◆ Problem requirements:
Count how many lines in the items below contain the string "head". Give only the number.

◆ Records:
>>>>
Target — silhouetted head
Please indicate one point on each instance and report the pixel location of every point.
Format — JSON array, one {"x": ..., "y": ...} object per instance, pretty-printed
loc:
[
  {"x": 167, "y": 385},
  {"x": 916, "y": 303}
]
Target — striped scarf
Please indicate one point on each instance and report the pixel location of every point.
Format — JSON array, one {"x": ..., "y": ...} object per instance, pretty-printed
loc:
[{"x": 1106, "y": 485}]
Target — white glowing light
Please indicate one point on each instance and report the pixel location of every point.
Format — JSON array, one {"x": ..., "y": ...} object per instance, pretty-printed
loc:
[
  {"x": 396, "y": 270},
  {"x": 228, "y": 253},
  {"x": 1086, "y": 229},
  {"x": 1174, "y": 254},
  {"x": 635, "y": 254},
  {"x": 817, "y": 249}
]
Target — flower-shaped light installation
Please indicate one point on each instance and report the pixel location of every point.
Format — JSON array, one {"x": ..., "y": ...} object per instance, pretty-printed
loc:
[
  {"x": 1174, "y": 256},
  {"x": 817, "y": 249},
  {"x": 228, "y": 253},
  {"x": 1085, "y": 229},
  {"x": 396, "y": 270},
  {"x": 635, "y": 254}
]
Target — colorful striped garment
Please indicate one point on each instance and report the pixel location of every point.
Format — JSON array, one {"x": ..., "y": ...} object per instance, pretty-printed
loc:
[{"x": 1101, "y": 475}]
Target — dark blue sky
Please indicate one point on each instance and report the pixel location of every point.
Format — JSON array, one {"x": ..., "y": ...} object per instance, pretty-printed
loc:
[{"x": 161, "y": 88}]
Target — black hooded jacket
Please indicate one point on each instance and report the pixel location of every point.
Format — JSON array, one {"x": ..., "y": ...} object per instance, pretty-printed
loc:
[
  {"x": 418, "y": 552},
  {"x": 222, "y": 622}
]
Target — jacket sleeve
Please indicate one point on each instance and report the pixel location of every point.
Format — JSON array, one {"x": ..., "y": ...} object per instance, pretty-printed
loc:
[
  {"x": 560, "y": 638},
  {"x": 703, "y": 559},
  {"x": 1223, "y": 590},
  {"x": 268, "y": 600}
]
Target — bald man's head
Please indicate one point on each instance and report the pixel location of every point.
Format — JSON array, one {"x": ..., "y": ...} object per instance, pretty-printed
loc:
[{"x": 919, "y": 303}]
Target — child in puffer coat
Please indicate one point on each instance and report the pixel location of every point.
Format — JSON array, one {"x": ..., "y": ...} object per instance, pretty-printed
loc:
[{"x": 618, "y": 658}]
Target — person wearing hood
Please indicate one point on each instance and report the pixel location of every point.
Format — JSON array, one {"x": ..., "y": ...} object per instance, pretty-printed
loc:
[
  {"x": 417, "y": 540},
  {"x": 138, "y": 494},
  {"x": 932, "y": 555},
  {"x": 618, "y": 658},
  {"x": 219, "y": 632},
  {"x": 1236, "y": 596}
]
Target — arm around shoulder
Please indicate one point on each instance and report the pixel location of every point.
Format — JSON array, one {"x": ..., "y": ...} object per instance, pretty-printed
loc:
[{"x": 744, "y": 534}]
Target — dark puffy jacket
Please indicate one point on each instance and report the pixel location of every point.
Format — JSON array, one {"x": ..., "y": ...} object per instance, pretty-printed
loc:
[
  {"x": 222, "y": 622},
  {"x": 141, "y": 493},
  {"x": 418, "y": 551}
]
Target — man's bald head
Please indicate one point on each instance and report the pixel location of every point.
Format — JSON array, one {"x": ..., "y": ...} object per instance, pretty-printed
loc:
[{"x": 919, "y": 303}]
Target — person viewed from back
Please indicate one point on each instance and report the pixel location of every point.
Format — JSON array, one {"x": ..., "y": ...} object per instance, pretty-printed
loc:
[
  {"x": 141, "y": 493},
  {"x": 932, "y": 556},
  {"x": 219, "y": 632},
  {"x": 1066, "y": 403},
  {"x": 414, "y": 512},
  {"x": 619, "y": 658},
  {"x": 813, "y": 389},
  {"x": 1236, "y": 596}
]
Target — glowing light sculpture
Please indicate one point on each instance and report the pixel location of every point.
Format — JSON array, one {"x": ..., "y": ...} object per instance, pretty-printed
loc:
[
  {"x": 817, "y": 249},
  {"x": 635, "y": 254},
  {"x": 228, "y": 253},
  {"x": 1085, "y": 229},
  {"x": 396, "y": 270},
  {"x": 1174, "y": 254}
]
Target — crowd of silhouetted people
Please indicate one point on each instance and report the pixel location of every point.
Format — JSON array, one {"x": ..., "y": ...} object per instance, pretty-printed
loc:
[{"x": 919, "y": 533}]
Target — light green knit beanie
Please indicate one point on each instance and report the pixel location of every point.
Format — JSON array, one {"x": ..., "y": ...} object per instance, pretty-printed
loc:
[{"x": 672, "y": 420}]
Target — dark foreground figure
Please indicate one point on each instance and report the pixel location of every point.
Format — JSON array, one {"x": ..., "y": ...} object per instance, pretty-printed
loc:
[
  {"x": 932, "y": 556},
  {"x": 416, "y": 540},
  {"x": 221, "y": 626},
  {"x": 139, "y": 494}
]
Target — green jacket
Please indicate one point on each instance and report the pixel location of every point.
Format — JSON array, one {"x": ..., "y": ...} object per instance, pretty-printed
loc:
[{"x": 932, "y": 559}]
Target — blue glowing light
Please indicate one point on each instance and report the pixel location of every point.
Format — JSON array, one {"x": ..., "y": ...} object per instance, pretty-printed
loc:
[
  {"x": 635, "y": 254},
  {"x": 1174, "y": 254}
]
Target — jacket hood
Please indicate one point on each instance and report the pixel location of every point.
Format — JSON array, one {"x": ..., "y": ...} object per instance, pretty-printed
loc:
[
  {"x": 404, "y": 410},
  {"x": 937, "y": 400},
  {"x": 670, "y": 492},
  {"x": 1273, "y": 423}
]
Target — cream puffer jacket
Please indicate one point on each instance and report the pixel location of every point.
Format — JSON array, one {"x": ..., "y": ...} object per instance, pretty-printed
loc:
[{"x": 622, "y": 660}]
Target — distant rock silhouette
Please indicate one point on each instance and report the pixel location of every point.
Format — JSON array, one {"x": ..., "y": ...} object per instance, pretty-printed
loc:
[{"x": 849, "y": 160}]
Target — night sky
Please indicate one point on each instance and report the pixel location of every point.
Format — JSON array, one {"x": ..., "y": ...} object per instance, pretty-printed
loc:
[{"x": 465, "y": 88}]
<<<<
>>>>
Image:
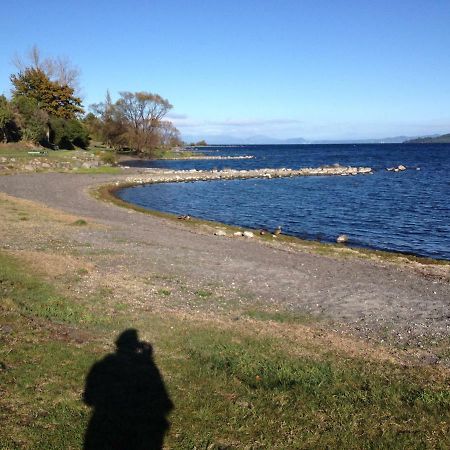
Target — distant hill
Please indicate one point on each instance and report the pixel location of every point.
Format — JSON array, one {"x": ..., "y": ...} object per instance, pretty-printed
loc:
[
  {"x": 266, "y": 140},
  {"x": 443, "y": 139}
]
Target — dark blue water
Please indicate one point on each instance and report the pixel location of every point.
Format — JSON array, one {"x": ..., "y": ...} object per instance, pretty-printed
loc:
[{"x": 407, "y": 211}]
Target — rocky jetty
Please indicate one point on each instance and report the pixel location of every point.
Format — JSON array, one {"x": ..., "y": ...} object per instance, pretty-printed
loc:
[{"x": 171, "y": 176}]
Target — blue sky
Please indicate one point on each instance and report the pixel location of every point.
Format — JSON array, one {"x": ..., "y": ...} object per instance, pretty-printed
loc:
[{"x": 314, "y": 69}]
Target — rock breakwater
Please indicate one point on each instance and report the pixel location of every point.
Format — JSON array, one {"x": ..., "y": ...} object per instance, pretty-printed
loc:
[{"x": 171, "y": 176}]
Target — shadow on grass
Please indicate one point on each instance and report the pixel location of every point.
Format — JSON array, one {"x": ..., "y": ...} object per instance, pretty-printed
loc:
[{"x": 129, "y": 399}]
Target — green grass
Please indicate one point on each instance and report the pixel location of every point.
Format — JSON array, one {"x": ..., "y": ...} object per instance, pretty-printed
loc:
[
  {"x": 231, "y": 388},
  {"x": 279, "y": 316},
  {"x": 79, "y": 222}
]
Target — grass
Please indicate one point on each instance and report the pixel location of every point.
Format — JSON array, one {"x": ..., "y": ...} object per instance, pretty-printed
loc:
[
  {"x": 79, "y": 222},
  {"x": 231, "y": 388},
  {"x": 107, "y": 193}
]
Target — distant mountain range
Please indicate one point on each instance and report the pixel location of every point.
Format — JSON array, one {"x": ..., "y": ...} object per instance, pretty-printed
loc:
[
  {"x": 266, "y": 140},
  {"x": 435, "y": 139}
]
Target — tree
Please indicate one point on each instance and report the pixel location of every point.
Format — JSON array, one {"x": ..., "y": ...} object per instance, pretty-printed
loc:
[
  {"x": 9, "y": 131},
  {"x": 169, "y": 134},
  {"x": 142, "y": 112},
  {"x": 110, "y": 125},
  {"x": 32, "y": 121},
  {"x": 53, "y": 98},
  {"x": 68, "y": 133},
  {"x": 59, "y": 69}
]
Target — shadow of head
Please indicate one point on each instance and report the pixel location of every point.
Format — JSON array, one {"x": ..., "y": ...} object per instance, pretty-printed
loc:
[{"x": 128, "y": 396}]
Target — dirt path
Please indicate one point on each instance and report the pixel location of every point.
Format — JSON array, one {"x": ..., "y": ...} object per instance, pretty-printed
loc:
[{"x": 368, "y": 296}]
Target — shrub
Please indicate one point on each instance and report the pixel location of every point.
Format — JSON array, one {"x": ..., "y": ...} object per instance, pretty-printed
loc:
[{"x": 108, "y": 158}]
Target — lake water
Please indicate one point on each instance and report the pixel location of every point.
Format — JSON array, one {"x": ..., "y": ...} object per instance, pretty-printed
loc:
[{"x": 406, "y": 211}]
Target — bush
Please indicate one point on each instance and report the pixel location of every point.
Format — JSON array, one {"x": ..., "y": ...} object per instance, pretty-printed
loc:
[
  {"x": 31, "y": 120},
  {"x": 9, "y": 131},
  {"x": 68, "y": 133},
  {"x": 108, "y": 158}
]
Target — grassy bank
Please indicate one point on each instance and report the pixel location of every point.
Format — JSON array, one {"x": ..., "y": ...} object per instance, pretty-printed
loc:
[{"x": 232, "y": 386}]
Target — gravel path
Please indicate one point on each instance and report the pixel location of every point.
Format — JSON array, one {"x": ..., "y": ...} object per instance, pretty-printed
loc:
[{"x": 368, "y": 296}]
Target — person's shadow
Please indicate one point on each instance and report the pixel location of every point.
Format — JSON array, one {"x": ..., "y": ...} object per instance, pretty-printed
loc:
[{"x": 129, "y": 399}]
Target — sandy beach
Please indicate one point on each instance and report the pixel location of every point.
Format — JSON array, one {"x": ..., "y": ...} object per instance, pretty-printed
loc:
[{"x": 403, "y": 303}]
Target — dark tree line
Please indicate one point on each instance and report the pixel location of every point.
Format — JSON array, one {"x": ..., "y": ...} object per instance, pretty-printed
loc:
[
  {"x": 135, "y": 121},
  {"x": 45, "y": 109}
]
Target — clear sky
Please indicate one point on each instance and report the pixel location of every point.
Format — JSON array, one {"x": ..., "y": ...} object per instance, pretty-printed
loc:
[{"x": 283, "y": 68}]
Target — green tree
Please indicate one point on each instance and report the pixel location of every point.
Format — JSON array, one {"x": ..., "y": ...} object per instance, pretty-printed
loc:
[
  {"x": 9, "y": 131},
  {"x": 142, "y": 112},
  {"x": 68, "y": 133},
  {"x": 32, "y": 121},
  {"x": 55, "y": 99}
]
<<<<
◆ Reply:
4